İş talimatları:
1. Silinen duruşma kaydıyla ilgili metinde "Orhan Ünğan, tutuklu" sözlerinden aşağıya, "ağır suçlamalarda bulundu." sözlerine kadar her şeyi olduğu gibi yeniden yazın.
2. Silinen duruşma kaydıyla ilgili metne göre aşağıdaki soruları yanıtlayın.
(a) İlhan Ünğan hangi tarihte ve nerede öldürüldü?
(b) Orhan Ünğan'ın sözlerine göre yargıda örgütlenmiş çetenin adı nedir?
(c) Zindaşti'yi hangi hakim, kaç ay sonra tahliye etti?

SİLİNEN DURUŞMA KAYDI

2014 yılında uyuşturucu baronu oldukları iddia edilen Orhan Ünğan ve İranlı Naji Sharifi Zindaşti arasında bir savaş başlamıştı. Zindaşti’nin kızı ve şoförünün İstanbul Büyükçekmece’de öldürülmesiyle ilgili Orhan Ünğan tutuklanmış ve Bakırköy Adliyesi’nde 4 yıl tutuklu yargılanmıştı. Üç kez tahliye edilmiş ama bu karar üst mahkeme tarafından üç kez kaldırılmıştı. Bu dava sürerken Zindaşti’ye operasyon yapıldı ve tutuklandı. Ancak Zindaşti, İstanbul Çağlayan’da görevli hakim Cevdet Özcan tarafından 6 ay sonra tahliye edildi. Hakim Cevdet Özcan’ın rüşvet aldığı ve tahliye için Cumhurbaşkanlığı Başdanışmanı Burhan Kuzu’nun baskı yaptığı iddia edildi.

Orhan Ünğan, tutuklu yargılanırken 7 Nisan 2019 tarihinde İstanbul Bağdat Caddesi’nde kardeşi İlhan Ünğan öldürüldü. Bu cinayetten sonra 21 Haziran 2019 günü yapılan duruşmada Orhan Ünğan’ın Bakırköy Adliyesi’ni yönetenler hakkında çok ağır suçlamalarda bulundu.

İddiaya göre; Bakırköy Adliyesi’nin eski Adalet Komisyonu Başkanı Ramazan Karaman’ın avukatlarına verdiği bilgiler olduğunu belirterek şunları söyledi:

“Yargıda örgütlenmiş bir çete var. Bu çetenin adı ‘İstanbul Grubu.’ FETÖ gitti, bunlar geldi. Tahliye edilmemem için Bakırköy Adliyesi’ni yönetenler Zindaşti’den milyonlarca dolar rüşvet aldı. Beni burada tutuklu bırakan kardeşimin öldürülmesinden sorumludur.”

Orhan Ünğan duruşmada çok sayıda isim sıralamıştı.

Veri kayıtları
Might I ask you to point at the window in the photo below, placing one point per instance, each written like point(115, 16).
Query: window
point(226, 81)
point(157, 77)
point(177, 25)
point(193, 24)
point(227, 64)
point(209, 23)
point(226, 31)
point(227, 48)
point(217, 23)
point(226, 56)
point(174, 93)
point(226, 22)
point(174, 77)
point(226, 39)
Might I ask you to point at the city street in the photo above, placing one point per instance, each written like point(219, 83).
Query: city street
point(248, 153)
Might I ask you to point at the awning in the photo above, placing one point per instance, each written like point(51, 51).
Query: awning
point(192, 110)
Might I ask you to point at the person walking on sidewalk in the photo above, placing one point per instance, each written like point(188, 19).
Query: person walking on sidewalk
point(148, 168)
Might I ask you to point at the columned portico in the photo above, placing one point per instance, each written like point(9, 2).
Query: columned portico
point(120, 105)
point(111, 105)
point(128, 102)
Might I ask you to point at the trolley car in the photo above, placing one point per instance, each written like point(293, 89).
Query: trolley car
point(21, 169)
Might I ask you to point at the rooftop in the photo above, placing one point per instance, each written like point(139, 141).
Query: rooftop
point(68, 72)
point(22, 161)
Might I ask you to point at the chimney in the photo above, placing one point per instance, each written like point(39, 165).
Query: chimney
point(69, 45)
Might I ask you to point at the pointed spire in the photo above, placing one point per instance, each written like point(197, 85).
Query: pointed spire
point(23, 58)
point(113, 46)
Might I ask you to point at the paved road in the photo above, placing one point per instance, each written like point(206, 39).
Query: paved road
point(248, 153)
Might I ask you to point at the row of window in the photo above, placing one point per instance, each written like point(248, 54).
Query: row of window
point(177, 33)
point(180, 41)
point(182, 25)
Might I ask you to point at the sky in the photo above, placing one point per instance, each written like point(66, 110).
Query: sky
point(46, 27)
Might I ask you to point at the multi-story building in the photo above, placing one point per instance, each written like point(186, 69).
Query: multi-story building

Görevlere göre sonuçlar:
1.
Orhan Ünğan, tutuklu yargılanırken 7 Nisan 2019 tarihinde İstanbul Bağdat Caddesi’nde kardeşi İlhan Ünğan öldürüldü. Bu cinayetten sonra 21 Haziran 2019 günü yapılan duruşmada Orhan Ünğan’ın Bakırköy Adliyesi’ni yönetenler hakkında çok ağır suçlamalarda bulundu.

2.
(a) 7 Nisan 2019'da, İstanbul Bağdat Caddesi'nde.
(b) İstanbul Grubu.
(c) Hakim Cevdet Özcan, 6 ay sonra.